Excerpt |
○ ○ ○ ○ ○ ○ ○

He has peed a few times at my moms house. It concerns me that he is not potty trained in other people's houses. I hope he catches on soon that it is not ok to pee inside anywhere. I haven't caught him in the act of doing it yet. He always goes in the kitchen though so I will be watching him like a hawk the next few days when he goes in there. He probably isn't even fully house trained in my apt, it is just that I let him out so often. I am thinking about teaching him to ring a bell and maybe he will do that. He is getting to the point where I trust him in the living room while I am in my bedroom, but that also means I might miss him jumping at the door.


----------



## wenryder (Oct 21, 2010)

○ ○ ○ ○ ○ ○ ○

Raw data |
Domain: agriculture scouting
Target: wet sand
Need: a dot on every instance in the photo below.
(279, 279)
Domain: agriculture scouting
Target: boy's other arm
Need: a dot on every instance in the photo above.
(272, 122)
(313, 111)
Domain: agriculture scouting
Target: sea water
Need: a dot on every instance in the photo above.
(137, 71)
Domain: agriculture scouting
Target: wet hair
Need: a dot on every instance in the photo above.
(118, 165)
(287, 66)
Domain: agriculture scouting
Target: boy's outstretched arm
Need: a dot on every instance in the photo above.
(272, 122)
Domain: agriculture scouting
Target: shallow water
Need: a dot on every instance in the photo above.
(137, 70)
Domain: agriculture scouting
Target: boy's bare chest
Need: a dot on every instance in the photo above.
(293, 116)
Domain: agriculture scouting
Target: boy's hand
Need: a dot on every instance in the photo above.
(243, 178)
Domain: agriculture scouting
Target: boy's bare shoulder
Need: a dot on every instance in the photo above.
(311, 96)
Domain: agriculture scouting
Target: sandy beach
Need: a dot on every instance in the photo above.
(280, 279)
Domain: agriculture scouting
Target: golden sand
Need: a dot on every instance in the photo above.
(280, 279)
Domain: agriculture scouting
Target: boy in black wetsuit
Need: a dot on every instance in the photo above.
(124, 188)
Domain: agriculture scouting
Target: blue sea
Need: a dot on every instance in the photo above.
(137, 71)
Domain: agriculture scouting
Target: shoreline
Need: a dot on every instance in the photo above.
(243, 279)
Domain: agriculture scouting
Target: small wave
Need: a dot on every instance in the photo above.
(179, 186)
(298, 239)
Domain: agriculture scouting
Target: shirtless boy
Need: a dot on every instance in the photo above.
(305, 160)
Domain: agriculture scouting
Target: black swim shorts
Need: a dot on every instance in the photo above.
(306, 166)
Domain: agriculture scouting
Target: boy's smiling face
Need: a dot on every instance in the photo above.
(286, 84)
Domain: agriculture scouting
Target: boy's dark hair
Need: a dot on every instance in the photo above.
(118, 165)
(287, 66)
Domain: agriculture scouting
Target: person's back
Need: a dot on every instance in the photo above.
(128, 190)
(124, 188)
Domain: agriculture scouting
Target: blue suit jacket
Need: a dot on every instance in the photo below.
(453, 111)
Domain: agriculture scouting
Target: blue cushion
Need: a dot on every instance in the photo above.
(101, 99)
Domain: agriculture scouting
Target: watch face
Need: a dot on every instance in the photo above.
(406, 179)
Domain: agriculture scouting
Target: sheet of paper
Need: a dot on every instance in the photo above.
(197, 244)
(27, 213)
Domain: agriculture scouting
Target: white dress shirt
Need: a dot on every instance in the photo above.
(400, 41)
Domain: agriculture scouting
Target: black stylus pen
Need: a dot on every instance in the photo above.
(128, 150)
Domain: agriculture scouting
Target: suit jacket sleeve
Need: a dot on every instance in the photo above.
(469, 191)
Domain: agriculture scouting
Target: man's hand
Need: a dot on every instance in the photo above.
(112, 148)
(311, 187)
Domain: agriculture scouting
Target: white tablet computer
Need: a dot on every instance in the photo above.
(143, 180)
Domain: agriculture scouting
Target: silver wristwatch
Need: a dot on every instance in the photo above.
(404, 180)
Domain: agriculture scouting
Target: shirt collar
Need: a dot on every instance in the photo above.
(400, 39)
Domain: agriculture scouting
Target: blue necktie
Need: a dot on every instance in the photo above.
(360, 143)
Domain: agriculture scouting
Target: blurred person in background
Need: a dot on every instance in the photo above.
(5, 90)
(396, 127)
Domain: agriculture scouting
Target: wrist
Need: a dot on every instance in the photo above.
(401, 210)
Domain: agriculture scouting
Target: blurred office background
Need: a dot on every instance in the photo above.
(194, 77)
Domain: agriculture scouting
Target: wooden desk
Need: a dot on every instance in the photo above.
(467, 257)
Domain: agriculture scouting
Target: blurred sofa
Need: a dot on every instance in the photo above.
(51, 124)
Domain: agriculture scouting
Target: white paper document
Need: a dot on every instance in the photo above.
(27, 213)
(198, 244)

○ ○ ○ ○ ○ ○ ○

To do |
#1 Identify every line of the listing that contains the string "black", treating uppercase and lowercase letters as distinct, and copy each such line.
#2 Continue the forum post about house-training a dog from its final sentence.

Answers to the tasks |
#1
Target: boy in black wetsuit
Target: black swim shorts
Target: black stylus pen

#2
Obie was great over Christmas! We have been away from home for the last three days, visiting my grandma, my parents for xmas eve, and the in-laws over xmas day and boxing day. At one point, there was about 25 people over at my in-laws, including 3 children between 5-10 yo... many of whom he had never met, and he was so calm and well socialized. I was a proud mommy! Plus we were able to show how he's such a well behaved boy and demostrate all his tricks. =)

There was one moment at my parent's house, my mom has a Pomeranian who got a little nasty with Obie (alpha male? dominance? who knows) and snippy, and Obie took less than a second to pin him down and make some pretty nasty noises. No biting, just mouthing.... but it was a bit scary as I had never seen him do that before. We pulled them apart, but the Pom left him alone for the rest of the night, even though Obie did try to play with him multiple times..... 

Overall, Christmas was wonderful, very busy but enjoyable!!!!


----------



## LincolnsMom (Sep 28, 2010)

Lincoln's christmas test is tomorrow. I'm a proud mommy in that he is fully housebroken and very well behaved I can't believe it. We simply let him get his energy out by playing before hand and then he is just a doll afterwards. Tomorrow he will be in a house of about 20 so we will see.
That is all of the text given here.